___ Records for this exercise

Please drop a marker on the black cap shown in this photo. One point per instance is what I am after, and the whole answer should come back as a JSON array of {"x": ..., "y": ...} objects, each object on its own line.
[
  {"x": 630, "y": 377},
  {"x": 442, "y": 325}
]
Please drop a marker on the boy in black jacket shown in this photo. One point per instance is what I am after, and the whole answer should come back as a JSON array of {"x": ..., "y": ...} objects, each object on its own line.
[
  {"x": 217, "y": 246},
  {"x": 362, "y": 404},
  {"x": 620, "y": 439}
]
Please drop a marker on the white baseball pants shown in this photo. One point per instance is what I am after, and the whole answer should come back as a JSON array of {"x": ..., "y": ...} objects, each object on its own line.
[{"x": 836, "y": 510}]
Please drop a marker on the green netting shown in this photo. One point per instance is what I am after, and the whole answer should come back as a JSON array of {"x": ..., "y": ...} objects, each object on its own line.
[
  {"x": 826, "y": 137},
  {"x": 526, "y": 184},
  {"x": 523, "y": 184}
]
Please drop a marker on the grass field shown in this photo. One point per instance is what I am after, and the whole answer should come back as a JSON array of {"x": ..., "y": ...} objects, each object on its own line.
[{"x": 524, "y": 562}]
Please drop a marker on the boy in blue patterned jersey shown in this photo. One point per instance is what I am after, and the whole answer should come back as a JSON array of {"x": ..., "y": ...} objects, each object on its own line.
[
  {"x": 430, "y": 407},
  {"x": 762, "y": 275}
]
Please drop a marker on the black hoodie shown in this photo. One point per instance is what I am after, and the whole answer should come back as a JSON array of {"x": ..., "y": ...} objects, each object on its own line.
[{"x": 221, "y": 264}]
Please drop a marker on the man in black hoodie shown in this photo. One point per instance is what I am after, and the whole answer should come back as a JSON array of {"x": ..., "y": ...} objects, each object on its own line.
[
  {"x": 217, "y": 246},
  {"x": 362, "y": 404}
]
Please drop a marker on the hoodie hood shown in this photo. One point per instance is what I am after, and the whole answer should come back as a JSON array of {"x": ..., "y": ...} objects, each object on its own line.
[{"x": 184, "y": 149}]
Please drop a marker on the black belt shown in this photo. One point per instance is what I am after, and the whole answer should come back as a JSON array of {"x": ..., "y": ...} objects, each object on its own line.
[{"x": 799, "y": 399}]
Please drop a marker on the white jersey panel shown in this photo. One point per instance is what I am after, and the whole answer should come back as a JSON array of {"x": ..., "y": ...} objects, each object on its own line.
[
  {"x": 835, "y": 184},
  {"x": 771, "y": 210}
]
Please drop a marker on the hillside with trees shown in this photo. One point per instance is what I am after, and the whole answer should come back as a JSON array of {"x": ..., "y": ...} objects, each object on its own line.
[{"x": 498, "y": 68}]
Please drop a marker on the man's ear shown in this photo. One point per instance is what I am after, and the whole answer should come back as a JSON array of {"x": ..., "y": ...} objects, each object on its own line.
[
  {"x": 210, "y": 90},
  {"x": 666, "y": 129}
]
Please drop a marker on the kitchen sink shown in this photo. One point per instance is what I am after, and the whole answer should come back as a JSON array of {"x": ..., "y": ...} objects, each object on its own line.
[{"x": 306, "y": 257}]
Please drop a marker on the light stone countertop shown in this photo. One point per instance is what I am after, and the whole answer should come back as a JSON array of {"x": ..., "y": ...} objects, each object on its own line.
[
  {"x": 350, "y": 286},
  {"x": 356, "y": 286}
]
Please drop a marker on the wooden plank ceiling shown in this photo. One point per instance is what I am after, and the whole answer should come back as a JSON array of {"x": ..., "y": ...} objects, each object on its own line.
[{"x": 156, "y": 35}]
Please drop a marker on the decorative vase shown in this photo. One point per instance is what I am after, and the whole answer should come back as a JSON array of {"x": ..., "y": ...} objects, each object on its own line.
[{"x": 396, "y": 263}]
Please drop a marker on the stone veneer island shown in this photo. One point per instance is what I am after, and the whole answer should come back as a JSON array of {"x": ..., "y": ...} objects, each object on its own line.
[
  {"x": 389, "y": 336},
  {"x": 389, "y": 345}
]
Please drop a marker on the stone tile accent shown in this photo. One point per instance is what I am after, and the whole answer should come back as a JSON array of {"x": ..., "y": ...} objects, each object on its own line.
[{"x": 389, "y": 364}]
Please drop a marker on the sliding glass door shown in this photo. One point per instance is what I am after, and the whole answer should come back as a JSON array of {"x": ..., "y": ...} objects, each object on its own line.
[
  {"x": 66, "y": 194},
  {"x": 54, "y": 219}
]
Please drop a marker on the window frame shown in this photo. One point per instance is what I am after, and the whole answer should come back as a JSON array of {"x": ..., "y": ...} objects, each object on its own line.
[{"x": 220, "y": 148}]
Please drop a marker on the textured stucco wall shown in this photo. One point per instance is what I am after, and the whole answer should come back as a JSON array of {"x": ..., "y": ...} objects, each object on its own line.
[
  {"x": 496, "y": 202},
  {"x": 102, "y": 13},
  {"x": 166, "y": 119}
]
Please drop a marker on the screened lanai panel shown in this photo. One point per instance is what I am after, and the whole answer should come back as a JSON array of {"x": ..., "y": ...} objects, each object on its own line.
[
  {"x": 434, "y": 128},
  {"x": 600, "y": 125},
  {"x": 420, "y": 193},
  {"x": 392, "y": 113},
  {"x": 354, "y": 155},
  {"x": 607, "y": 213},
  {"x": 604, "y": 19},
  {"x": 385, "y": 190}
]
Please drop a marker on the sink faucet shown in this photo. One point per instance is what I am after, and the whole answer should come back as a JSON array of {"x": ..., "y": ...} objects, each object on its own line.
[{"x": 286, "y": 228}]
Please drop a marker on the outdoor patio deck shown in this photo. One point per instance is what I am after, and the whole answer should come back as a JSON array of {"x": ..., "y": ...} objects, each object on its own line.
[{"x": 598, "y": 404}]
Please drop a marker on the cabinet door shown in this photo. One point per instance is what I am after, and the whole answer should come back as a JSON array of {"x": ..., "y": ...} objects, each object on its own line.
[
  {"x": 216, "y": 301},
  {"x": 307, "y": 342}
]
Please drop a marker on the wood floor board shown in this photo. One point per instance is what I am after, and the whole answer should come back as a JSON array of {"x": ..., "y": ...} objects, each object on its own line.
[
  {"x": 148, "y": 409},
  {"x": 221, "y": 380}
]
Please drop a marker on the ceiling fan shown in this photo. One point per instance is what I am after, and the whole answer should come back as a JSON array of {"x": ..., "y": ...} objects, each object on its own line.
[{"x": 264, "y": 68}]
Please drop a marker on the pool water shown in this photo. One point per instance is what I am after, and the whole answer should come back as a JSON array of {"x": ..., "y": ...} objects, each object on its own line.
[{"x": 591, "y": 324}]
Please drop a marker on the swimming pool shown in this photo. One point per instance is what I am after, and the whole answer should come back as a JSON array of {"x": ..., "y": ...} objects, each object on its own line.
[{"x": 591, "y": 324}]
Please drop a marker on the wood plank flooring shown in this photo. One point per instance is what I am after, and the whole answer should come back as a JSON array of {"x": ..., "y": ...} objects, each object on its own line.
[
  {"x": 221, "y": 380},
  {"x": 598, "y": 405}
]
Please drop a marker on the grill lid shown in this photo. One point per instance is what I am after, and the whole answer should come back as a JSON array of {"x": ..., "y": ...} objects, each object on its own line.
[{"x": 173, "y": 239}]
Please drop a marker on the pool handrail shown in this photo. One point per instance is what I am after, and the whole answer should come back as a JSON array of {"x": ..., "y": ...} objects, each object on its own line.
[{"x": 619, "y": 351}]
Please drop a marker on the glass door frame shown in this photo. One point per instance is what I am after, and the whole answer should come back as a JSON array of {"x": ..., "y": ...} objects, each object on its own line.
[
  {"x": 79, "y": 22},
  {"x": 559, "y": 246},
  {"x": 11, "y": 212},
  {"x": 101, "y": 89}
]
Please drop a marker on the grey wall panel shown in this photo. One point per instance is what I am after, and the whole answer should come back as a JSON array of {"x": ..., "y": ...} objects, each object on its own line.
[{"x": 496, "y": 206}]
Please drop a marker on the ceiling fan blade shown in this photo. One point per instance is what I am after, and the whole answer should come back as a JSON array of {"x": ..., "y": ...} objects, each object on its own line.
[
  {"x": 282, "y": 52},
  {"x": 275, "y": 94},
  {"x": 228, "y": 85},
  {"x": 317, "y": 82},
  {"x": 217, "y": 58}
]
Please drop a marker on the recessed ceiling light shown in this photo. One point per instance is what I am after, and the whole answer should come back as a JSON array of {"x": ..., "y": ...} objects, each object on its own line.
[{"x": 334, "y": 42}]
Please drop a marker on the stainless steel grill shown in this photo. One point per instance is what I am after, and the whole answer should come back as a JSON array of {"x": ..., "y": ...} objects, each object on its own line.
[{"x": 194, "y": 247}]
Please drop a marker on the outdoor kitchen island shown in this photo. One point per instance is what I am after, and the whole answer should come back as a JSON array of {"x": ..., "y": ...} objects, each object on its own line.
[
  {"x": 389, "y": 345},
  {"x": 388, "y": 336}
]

______

→ **Directions**
Starting at the line that contains "Please drop a marker on the ceiling fan blade" and ending at the end of the material, reproduce those lines with "marker" swapped for "pin" and everything else unchanged. Give only those lines.

→ **The response**
Please drop a pin on the ceiling fan blade shown in this photo. One point per instance is what I am after, and the whole answer should come back as a JSON array of {"x": ..., "y": ...} objects, each object on its own line.
[
  {"x": 282, "y": 52},
  {"x": 275, "y": 94},
  {"x": 228, "y": 85},
  {"x": 317, "y": 82},
  {"x": 217, "y": 58}
]
Please drop a pin on the recessed ceiling light shown in this photo. One point per instance is what I am after, and the whole answer should come back as a JSON array of {"x": ..., "y": ...} objects, each object on its own line.
[{"x": 334, "y": 42}]
Please drop a pin on the stainless steel grill shown in this photo. One point per instance is what I am after, and the whole answer should come back as a JSON array of {"x": ..., "y": ...} objects, each object on its own line.
[{"x": 194, "y": 247}]
Please drop a pin on the outdoor kitchen island shown in this photo. One point per instance is what I am after, and the whole answer should come back as a JSON array of {"x": ..., "y": ...} objects, each object on its own line.
[
  {"x": 389, "y": 345},
  {"x": 388, "y": 336}
]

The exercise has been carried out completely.